→ Aim
Edit every line of the material below so that "rocky ridge" becomes "mountain crest", with all other text left the same. Omit the pictures from your answer.

→ Rows from a dataset
——
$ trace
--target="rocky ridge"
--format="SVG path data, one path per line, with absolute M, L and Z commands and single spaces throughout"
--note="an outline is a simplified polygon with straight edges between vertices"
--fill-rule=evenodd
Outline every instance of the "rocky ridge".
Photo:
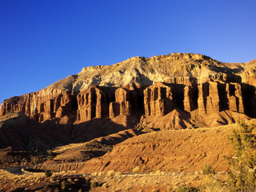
——
→ Solution to the problem
$ trace
--target="mountain crest"
--format="SVG path data, one path per line, with absolute M, L and Z commands and single spaces throughout"
--note="an outline is a simplified polygon with straight edges between vertices"
--fill-rule=evenodd
Outline every instance of the "mountain crest".
Photo:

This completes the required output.